▸ **Records shown**:
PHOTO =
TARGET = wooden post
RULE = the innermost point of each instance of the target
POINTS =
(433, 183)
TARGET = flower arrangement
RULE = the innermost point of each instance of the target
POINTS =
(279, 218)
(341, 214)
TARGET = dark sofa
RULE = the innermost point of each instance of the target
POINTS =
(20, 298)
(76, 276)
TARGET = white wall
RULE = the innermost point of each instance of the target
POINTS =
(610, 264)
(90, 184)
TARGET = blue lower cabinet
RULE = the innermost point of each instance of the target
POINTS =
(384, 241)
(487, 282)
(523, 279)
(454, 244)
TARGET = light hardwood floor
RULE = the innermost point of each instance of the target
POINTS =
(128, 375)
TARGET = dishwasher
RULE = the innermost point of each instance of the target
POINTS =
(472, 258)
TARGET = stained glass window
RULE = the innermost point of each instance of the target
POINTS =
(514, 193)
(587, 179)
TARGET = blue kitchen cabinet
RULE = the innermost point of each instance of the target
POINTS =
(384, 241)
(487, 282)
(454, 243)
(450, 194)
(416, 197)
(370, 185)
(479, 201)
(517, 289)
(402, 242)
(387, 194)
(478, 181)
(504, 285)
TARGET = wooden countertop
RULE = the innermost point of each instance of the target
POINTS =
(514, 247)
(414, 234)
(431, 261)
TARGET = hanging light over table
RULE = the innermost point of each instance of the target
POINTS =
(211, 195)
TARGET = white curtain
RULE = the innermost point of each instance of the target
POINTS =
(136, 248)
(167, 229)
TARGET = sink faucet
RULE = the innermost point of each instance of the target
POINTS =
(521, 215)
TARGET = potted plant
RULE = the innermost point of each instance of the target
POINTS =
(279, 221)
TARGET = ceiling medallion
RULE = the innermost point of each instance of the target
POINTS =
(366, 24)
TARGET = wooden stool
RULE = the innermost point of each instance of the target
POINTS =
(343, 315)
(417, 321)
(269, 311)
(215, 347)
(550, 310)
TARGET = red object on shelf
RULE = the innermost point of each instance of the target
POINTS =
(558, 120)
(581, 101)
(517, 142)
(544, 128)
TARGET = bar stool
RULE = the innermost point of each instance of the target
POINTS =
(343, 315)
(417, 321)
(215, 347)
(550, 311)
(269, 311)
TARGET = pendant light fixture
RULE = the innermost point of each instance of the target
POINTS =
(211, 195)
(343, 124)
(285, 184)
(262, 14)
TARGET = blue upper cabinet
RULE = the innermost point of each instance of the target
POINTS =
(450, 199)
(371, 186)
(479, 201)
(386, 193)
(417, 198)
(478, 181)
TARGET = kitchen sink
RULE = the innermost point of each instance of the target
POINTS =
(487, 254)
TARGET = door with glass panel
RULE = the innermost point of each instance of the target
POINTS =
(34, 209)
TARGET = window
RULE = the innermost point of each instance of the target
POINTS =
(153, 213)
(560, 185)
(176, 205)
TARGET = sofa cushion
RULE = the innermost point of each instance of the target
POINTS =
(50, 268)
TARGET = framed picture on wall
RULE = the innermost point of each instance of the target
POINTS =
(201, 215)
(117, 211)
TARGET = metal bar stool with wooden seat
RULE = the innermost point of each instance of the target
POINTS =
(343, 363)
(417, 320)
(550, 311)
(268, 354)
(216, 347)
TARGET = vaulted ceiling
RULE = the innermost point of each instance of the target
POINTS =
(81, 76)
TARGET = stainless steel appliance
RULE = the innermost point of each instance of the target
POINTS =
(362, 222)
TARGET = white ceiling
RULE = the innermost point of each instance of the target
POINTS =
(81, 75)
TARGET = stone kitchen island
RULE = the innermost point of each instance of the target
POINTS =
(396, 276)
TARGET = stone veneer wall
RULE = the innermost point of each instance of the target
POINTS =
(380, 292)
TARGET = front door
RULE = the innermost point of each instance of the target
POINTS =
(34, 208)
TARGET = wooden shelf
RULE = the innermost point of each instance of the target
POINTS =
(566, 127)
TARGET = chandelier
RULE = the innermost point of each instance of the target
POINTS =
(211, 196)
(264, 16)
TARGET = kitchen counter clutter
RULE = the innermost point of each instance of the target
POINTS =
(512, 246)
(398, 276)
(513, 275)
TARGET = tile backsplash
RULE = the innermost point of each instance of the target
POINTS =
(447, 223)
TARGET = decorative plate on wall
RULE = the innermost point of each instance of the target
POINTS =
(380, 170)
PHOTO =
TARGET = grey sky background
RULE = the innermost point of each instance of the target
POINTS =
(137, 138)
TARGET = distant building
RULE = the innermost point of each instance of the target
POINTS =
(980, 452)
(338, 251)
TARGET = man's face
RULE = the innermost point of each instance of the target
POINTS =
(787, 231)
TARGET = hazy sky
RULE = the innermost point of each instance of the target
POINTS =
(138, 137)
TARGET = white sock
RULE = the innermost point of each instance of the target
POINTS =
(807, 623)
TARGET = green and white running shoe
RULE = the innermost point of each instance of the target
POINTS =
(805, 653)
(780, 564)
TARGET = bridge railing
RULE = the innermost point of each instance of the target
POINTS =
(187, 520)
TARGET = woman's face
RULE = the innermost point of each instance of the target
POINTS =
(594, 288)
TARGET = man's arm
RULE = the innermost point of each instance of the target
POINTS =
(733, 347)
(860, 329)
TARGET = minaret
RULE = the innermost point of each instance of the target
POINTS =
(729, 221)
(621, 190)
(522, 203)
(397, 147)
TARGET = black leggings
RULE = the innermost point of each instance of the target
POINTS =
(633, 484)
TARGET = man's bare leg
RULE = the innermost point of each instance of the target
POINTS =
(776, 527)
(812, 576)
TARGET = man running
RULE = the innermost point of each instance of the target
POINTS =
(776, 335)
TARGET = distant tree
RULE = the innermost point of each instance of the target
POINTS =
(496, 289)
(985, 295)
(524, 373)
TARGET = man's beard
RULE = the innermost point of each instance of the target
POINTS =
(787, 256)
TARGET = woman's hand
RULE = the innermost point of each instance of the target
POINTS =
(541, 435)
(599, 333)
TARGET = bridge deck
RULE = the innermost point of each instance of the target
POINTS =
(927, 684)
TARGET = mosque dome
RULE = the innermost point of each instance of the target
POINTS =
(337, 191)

▸ **What to work on**:
Reproduce all of the data above, substituting "central" for every occurrence of "innermost" and leaving everything else unchanged.

▸ **Solution to this task**:
PHOTO =
TARGET = wooden post
RULE = the central point of each instance of the target
POINTS =
(433, 183)
TARGET = flower arrangement
RULE = the central point of each instance of the target
POINTS =
(279, 218)
(341, 214)
TARGET = dark sofa
RULE = the central point of each instance of the target
POINTS =
(20, 298)
(76, 276)
TARGET = white wall
RULE = the central point of each instance of the target
POINTS =
(610, 264)
(90, 184)
TARGET = blue lower cabinet
RULE = the central point of each instance of the target
POINTS =
(384, 241)
(487, 282)
(523, 279)
(454, 244)
TARGET = light hardwood floor
RULE = the central point of each instance of the target
POINTS =
(128, 375)
TARGET = dishwasher
RULE = the central point of each instance of the target
POINTS =
(472, 258)
TARGET = stained glass window
RULE = the central point of each instance of the target
POINTS =
(514, 193)
(587, 179)
TARGET = blue kitchen cabinet
RULE = the central point of each instance of the target
POINTS =
(384, 241)
(487, 282)
(454, 243)
(450, 194)
(416, 197)
(370, 185)
(479, 201)
(517, 289)
(402, 242)
(387, 194)
(478, 181)
(504, 285)
TARGET = wooden countertop
RULE = the central point of each instance of the target
POINTS =
(514, 247)
(414, 234)
(431, 261)
TARGET = hanging light over table
RULE = the central point of each instance of the target
POINTS =
(211, 195)
TARGET = white curtain
RULE = the central point of each instance of the target
POINTS =
(136, 248)
(167, 229)
TARGET = sink faucet
RULE = the central point of each instance of the target
POINTS =
(521, 215)
TARGET = potted plant
RULE = the central point of each instance of the target
POINTS =
(279, 221)
TARGET = ceiling medallion
RULE = the central point of each instance of the target
POINTS =
(366, 24)
TARGET = wooden stool
RULE = the central point of each instance of the target
POINTS =
(343, 315)
(417, 321)
(269, 311)
(215, 347)
(550, 310)
TARGET = red object on shelf
RULE = the central point of each instance of the target
POINTS =
(558, 120)
(581, 101)
(517, 142)
(544, 128)
TARGET = bar stool
RULE = the central point of each instance of the target
POINTS =
(343, 315)
(417, 321)
(215, 347)
(550, 311)
(269, 311)
TARGET = pendant light fixture
RULE = the central point of each instance of the target
POINTS =
(211, 195)
(343, 124)
(285, 184)
(262, 14)
TARGET = blue upper cabinet
RULE = the central point of each instance of the target
POINTS =
(450, 199)
(371, 186)
(479, 201)
(386, 193)
(417, 198)
(478, 181)
TARGET = kitchen sink
RULE = the central point of each instance of the target
POINTS =
(487, 254)
TARGET = door with glass panel
RULE = the central point of each instance of the target
POINTS =
(34, 209)
TARGET = window
RULE = the central point of each instance of the target
POINTS =
(153, 213)
(560, 185)
(176, 205)
TARGET = sofa cushion
RULE = the central point of each instance of the target
POINTS =
(50, 268)
TARGET = framed picture on wall
RULE = the central point of each instance of the target
POINTS =
(201, 215)
(117, 211)
TARGET = metal bar stool with wooden seat
RULE = the central point of each instance of the target
POINTS =
(343, 363)
(417, 320)
(550, 311)
(268, 354)
(216, 347)
TARGET = vaulted ceiling
RULE = the central point of each instance of the target
POINTS =
(81, 76)
TARGET = stainless steel appliance
RULE = the central point of each instance of the target
POINTS =
(362, 222)
TARGET = white ceiling
RULE = the central point of each instance of the target
POINTS =
(81, 75)
TARGET = stone kitchen island
RULE = the central point of each instance of the target
POINTS =
(396, 276)
TARGET = stone veneer wall
RULE = the central point of each instance of the target
POINTS =
(380, 292)
TARGET = front door
RULE = the central point of each instance of the target
POINTS =
(34, 208)
TARGET = wooden shelf
RULE = the central point of each instance of the target
POINTS =
(566, 127)
TARGET = chandelier
RULE = the central point of each instance of the target
POINTS =
(211, 196)
(264, 16)
TARGET = kitchen counter clutter
RULE = the central point of each instance of the target
POINTS =
(512, 246)
(398, 276)
(513, 275)
TARGET = tile backsplash
RULE = the central point of each instance of the target
POINTS =
(447, 223)
TARGET = decorative plate on wall
RULE = the central point of each instance of the target
POINTS =
(380, 170)
PHOTO =
TARGET = grey sky background
RULE = the central point of each instance of the target
POINTS =
(137, 138)
TARGET = distant building
RULE = the central point of each instance of the target
POINTS =
(980, 452)
(338, 251)
TARGET = man's face
RULE = the central point of each instance of the target
POINTS =
(787, 231)
TARGET = hazy sky
RULE = the central point of each instance of the target
POINTS =
(138, 137)
TARGET = white sock
RULE = the central point of each instance of the target
POINTS =
(807, 623)
TARGET = green and white running shoe
RULE = the central point of each instance of the target
POINTS =
(805, 653)
(780, 564)
TARGET = bridge railing
RULE = the central point of each instance of the target
POINTS =
(187, 520)
TARGET = woman's face
RULE = the central point of each instance of the target
POINTS =
(594, 288)
TARGET = man's arm
RULE = the central point of each instance of the target
POINTS =
(733, 347)
(860, 329)
TARGET = minaret
RULE = the central point of each instance of the target
POINTS =
(729, 221)
(621, 190)
(522, 203)
(397, 147)
TARGET = black leggings
RULE = the central point of each instance of the target
POINTS =
(633, 484)
TARGET = man's bare leg
RULE = the central point of each instance of the target
POINTS =
(776, 527)
(812, 576)
TARGET = man running
RULE = the central point of each instance of the target
POINTS =
(776, 335)
TARGET = distant tree
RULE = the central point of each instance of the target
POINTS =
(496, 289)
(985, 295)
(524, 373)
TARGET = man's beard
RULE = the central point of each instance of the target
POINTS =
(787, 256)
TARGET = woman's hand
RULE = the central point of each instance of the target
POINTS =
(541, 435)
(599, 333)
TARGET = bridge deck
RULE = the central point of each instance of the target
POINTS =
(927, 684)
TARGET = mosque dome
RULE = the central point of each instance of the target
POINTS =
(337, 191)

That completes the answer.